DATA SHOWN:
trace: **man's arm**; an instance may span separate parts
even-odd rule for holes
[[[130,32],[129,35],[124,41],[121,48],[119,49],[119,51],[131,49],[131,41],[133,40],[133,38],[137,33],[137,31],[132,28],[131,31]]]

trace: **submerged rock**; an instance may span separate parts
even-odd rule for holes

GIVEN REQUEST:
Copy all of the data above word for word, line by line, with nothing changed, added, or left out.

EXERCISE OUTPUT:
trace: **man's arm**; an instance may span separate parts
even-odd rule for holes
[[[130,32],[129,35],[124,41],[121,48],[119,49],[119,51],[131,49],[131,41],[133,40],[133,38],[137,33],[137,31],[132,28],[131,31]]]

trace: **submerged rock**; an instance may span separate parts
even-odd rule for holes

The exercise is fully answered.